# [Information supplied]
(begin)

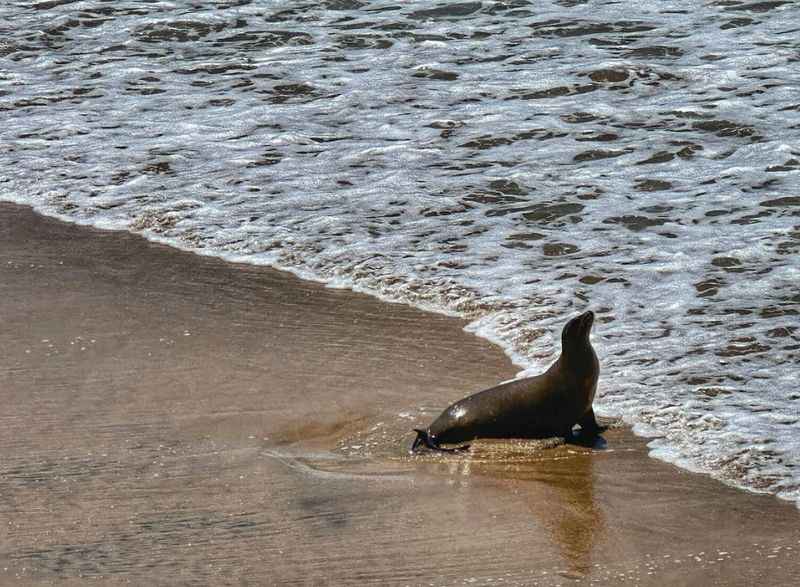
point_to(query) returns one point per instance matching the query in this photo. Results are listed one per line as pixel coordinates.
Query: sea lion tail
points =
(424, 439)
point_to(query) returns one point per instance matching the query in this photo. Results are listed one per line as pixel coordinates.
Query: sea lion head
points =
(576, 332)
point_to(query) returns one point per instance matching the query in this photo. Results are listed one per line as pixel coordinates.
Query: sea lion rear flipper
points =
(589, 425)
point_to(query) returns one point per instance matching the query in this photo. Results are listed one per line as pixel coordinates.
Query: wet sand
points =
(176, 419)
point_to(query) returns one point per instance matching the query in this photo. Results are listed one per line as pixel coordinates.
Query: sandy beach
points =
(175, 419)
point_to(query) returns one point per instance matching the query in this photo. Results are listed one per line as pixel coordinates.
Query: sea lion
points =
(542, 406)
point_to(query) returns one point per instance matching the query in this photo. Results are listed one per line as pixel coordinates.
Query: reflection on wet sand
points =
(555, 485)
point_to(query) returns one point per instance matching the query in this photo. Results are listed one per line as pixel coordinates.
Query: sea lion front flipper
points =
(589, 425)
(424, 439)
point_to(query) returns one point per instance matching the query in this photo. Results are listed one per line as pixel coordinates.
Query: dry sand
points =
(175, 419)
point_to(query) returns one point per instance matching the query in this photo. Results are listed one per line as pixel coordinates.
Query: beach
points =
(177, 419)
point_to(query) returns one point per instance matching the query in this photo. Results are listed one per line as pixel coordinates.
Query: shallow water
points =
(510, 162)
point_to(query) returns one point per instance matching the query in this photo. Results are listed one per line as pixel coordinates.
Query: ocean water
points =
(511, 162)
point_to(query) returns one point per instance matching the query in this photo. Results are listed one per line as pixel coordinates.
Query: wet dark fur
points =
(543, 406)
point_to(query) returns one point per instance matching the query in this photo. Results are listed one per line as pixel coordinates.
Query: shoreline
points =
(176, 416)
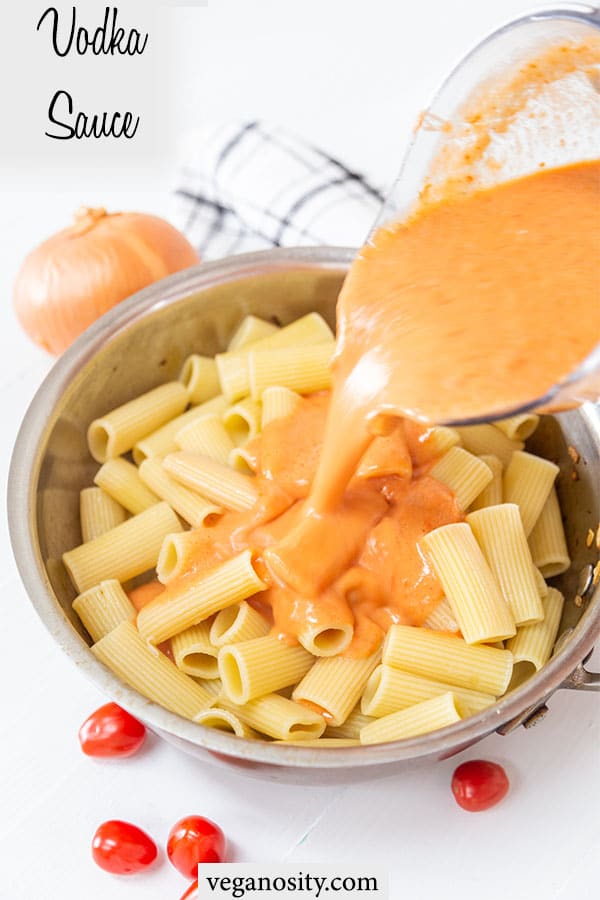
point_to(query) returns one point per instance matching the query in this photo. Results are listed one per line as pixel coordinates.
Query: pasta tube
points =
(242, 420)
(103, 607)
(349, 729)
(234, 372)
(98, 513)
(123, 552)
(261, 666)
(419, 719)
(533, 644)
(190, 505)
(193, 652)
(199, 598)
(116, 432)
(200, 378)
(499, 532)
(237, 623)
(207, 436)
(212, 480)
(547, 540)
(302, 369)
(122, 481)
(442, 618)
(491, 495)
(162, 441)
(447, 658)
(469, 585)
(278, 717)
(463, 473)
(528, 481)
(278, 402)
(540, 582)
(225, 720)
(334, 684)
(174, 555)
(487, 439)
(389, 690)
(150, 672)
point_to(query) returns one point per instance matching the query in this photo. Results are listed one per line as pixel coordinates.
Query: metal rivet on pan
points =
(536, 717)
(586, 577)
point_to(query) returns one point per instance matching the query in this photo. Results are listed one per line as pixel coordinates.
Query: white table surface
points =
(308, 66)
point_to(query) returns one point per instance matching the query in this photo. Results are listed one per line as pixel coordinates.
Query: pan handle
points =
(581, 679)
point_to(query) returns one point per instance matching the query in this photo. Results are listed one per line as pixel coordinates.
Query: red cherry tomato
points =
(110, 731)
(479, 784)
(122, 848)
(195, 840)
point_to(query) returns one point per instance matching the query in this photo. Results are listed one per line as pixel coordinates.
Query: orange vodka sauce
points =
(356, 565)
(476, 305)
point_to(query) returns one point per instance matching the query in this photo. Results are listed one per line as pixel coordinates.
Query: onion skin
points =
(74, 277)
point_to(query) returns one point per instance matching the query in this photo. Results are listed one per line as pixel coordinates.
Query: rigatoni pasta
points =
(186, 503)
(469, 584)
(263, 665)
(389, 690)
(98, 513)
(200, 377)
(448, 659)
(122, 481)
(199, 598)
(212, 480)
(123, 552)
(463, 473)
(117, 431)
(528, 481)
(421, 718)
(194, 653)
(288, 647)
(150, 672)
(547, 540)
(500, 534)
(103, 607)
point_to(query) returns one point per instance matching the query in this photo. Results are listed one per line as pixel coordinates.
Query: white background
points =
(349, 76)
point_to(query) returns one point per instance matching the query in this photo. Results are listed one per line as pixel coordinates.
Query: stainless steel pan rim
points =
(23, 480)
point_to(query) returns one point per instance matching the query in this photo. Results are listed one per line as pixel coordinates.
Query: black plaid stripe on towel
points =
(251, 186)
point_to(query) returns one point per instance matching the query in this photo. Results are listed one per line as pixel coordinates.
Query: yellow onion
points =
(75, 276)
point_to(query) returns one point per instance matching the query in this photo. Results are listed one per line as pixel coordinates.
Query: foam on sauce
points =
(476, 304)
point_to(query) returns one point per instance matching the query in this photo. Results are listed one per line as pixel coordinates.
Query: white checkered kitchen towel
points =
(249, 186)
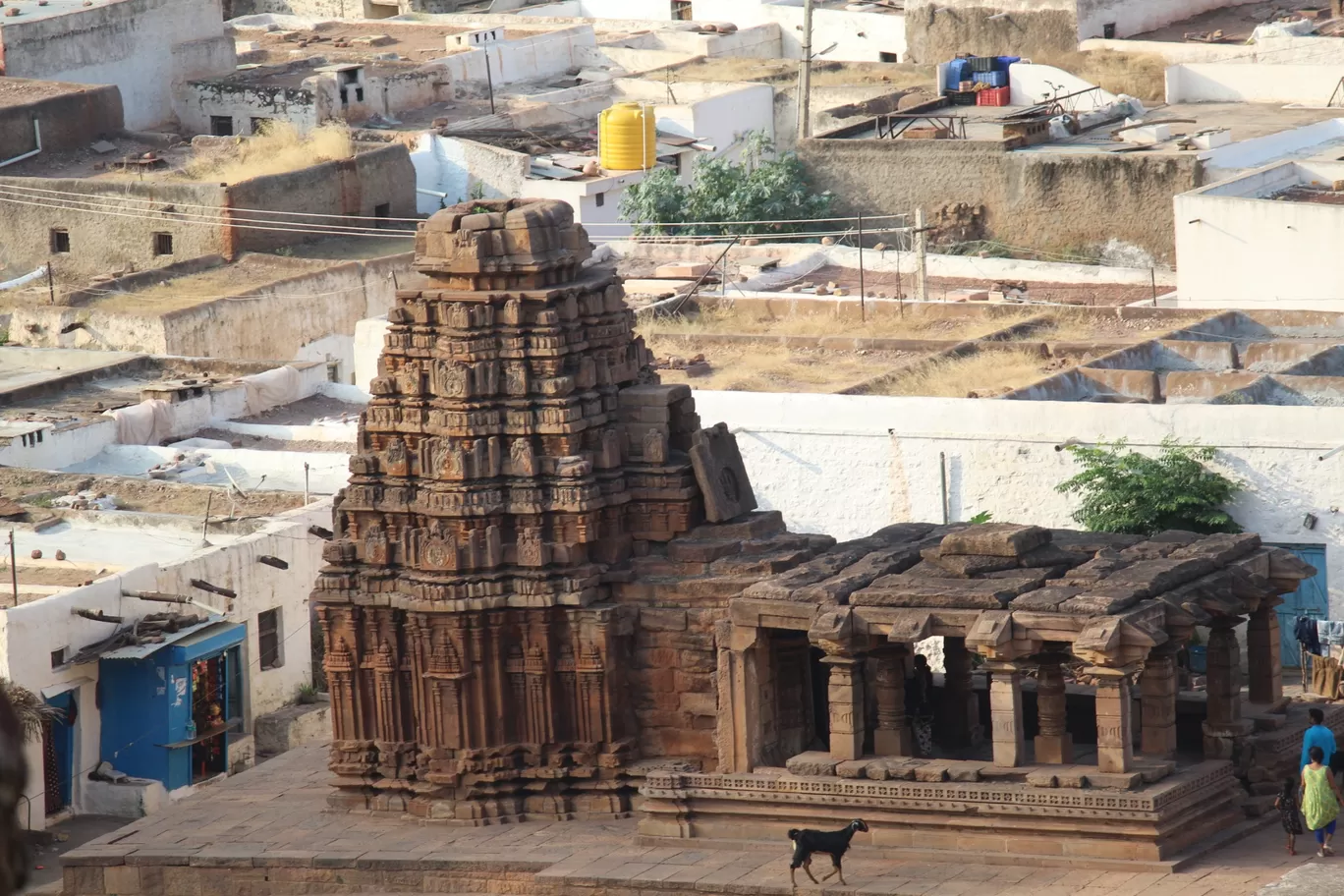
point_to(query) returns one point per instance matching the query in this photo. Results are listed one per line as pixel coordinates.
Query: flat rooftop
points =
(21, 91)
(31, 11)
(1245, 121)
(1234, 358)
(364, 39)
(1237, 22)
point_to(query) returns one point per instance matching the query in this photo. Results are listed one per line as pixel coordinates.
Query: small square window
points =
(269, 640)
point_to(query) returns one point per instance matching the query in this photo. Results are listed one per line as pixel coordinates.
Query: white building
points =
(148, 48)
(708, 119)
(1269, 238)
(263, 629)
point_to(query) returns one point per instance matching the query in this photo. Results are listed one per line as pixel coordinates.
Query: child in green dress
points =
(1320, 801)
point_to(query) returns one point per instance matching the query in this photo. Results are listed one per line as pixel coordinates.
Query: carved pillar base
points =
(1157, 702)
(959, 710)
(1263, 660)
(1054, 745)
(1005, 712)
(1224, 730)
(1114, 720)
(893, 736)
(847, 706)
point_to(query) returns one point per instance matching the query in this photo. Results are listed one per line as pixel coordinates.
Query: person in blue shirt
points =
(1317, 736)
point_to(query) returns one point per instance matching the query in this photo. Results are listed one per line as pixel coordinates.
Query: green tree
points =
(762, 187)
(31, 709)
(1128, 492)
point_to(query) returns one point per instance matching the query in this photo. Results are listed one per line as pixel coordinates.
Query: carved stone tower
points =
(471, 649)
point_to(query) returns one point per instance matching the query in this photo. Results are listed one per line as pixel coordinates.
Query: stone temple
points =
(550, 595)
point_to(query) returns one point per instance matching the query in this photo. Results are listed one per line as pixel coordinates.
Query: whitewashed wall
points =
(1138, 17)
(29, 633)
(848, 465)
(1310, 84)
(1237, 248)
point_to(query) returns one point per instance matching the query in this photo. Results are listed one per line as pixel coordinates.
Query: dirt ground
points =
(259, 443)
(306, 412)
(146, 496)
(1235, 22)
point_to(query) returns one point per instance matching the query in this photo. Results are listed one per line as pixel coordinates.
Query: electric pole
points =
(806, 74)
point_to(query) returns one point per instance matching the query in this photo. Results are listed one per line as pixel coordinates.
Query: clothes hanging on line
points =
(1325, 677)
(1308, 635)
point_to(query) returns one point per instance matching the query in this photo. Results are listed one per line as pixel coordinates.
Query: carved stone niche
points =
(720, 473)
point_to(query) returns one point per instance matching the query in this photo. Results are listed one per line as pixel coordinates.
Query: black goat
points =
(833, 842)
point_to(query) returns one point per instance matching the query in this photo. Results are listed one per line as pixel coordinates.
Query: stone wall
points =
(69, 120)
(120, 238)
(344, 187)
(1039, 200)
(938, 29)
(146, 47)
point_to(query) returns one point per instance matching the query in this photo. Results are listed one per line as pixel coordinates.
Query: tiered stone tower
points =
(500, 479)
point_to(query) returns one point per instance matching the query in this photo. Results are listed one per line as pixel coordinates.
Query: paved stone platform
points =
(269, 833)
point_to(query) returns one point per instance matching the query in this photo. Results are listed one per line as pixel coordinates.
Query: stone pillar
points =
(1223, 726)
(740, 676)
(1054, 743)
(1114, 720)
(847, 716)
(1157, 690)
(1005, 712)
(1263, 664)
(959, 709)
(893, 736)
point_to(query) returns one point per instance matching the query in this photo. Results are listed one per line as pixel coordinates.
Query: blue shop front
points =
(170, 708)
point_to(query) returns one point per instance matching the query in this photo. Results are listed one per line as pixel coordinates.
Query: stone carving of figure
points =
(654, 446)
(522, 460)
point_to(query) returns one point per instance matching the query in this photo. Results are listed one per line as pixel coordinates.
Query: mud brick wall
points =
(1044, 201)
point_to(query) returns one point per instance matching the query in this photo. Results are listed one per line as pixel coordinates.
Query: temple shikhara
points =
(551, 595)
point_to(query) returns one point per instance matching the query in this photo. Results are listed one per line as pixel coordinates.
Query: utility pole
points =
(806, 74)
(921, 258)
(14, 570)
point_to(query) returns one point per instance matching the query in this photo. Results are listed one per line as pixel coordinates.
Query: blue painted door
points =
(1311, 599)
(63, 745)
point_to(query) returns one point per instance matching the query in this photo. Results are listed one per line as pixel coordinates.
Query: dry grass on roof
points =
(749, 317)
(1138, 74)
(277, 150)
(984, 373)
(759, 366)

(end)

# [Written task]
Return each line of the records above in which the string "pillar" appears.

# [Solution below]
Query: carved pillar base
Query: stone pillar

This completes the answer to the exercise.